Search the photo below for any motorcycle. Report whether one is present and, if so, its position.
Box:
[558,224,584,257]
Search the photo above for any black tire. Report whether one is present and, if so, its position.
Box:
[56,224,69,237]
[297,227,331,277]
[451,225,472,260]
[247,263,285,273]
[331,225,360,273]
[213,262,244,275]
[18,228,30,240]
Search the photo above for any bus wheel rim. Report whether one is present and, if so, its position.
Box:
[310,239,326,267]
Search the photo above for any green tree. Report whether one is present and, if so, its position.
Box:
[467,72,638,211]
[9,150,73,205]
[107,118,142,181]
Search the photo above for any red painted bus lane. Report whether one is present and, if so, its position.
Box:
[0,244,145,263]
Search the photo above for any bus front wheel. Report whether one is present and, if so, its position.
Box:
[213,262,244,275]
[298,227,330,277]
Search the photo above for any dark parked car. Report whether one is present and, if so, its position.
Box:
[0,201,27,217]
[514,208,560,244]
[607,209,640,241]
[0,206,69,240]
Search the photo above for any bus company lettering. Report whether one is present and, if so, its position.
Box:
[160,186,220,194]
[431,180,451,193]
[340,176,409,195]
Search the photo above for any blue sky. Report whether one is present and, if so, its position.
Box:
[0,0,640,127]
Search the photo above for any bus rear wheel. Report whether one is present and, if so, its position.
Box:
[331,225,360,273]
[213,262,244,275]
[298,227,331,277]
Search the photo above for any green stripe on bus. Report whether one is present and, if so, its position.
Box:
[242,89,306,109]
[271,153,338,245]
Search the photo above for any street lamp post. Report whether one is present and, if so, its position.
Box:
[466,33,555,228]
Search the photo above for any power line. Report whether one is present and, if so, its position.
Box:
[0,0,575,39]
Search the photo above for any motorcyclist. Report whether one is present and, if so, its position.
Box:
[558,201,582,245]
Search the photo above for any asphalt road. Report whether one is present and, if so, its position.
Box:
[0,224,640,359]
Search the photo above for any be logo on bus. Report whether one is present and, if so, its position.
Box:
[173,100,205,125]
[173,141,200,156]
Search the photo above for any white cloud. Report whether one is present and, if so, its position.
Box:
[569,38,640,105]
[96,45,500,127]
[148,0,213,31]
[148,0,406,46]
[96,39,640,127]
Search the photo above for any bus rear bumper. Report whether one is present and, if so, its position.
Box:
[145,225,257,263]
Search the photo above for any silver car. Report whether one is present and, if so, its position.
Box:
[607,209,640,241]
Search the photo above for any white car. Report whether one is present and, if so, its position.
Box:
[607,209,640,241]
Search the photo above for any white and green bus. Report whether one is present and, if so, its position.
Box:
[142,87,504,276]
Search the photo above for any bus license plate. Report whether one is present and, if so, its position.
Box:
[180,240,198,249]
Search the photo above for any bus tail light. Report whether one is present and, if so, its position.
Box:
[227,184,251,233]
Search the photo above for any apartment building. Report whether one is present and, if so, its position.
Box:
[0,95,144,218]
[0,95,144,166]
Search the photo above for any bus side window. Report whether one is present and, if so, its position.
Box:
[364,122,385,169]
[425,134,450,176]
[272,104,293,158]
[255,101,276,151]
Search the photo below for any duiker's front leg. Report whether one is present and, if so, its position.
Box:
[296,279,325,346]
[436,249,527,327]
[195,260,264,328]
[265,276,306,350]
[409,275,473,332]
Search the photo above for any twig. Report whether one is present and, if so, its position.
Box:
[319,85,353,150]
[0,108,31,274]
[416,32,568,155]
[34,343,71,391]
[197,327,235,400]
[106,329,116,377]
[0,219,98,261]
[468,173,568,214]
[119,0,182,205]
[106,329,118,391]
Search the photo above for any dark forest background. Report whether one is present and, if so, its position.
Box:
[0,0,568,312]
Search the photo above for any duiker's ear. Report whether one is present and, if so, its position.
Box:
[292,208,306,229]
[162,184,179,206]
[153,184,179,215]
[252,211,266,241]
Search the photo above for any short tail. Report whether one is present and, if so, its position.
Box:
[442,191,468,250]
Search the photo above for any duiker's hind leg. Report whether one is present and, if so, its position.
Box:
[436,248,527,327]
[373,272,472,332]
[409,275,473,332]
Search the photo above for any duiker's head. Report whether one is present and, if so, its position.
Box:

* * * * *

• JOB: Copy every one of the records above word for word, keeping each line unchanged and in its original order.

• EXPECTED ANSWER:
Search the photo below for any motorcycle. Report whether one is present and, if so, its position.
Box:
[558,224,584,257]
Search the photo above for any black tire. Report whether one is present and, if so, its position.
Box:
[56,224,69,237]
[297,227,331,277]
[451,225,472,260]
[247,263,285,273]
[331,225,360,273]
[213,262,244,275]
[18,228,30,240]
Search the photo above for any bus wheel rim. Report whether one is present and, if so, its position.
Box:
[310,239,326,267]
Search the photo above for any green tree. Report whether one is present and, if so, its position.
Box:
[467,72,638,211]
[9,150,73,205]
[107,118,142,181]
Search the photo above for any red painted bus lane. Report whether one is present and, if so, its position.
Box:
[0,244,145,263]
Search the photo above for any bus front wheel. Report whether one is present and, if so, its position.
Box:
[213,262,244,275]
[298,227,330,277]
Search the photo above for any dark parked car. Report whether one is present and, if so, its position.
Box:
[0,201,27,217]
[514,208,560,244]
[607,209,640,241]
[0,206,69,240]
Search the photo above for any bus company lettering. Report whether one is present and, if so, its position.
Box:
[160,186,220,194]
[431,180,451,193]
[340,176,409,195]
Search the photo above for any blue sky. Report whether one is present and, if so, its position.
Box:
[0,0,640,127]
Search the photo above for any bus rear wheel. Report whether one is present and, if so, its position.
Box:
[331,225,360,273]
[213,262,244,275]
[298,227,331,277]
Search the photo above for any green stripe on bus. Report whether one is present and, if so, its position.
Box:
[242,89,306,109]
[271,153,338,245]
Search the photo above for any street lamp post. Report whether one is present and, if so, its position.
Box:
[466,33,555,228]
Search the photo above for any power line. Report whether one is present and, if so, its position.
Box:
[0,0,575,39]
Search the photo above for any motorcyclist. Report whether one is present and, if so, its position.
Box:
[558,201,582,245]
Search the photo above for any asphalt road. Report whether one is present and, if so, its position.
Box:
[0,224,640,359]
Search the photo above for any be logo on bus. Report whether one is present and, if so, its position.
Box:
[173,100,205,125]
[173,141,200,156]
Search the photo above for any white cloud. Report whether one is present and, if so, its position.
Box:
[569,38,640,105]
[96,45,500,127]
[148,0,213,31]
[148,0,406,46]
[96,39,640,127]
Search the photo above for any bus rear bumper. Report whether one is present and, if so, its position.
Box:
[145,225,257,263]
Search the photo above for any silver car. Report whether one is present and, if so, its position.
Box:
[607,209,640,241]
Search the photo above for any white car. Report whether one is present and, if so, its position.
Box:
[607,209,640,241]
Search the photo above for any white and green bus. Report whether one is present and, if so, its position.
Box:
[142,87,504,276]
Search the photo above for any bus license plate. Report whether one is present and, if so, its position.
Box:
[180,240,198,249]
Search the photo above for any bus tail light. Report whether one is present and, if so, its position.
Box:
[227,184,251,233]
Search the photo above for any apartment building. Report whether one is present and, if so, its position.
Box:
[0,95,144,218]
[0,95,144,166]
Search the photo above for any bus side window. Report whether one is present and, if so, its position.
Box:
[364,122,385,169]
[425,134,450,176]
[272,104,293,158]
[255,101,276,151]
Search the photo below for any duiker's front leg. Report whether one is present and, if so, its position.
Box:
[296,279,325,346]
[436,249,527,327]
[195,260,264,328]
[265,276,306,350]
[409,275,473,332]
Search the photo above for any twig. Report whether one is present and, if so, its position.
Box:
[319,85,353,150]
[0,108,31,274]
[416,32,568,155]
[34,343,71,391]
[197,327,235,400]
[106,329,116,377]
[0,219,98,261]
[468,173,568,214]
[119,0,182,205]
[106,329,118,391]
Search the photo above for any dark forest background. Report whether one is present and, if so, its position.
Box:
[0,0,568,312]
Search the photo above for any duiker's ear. Report whether one is present and, if so, its position.
Box:
[292,208,306,229]
[162,184,179,206]
[153,184,179,215]
[252,211,266,241]
Search the photo above for any short tail. Report whether one is present and, if so, its position.
Box:
[442,191,468,250]
Search the photo above for any duiker's hind leg. Report whether one is present and, if so, its position.
Box:
[436,248,527,327]
[373,272,472,332]
[409,275,473,332]
Search the photo above for any duiker's head. Report whether one is present and, if so, its position.
Box:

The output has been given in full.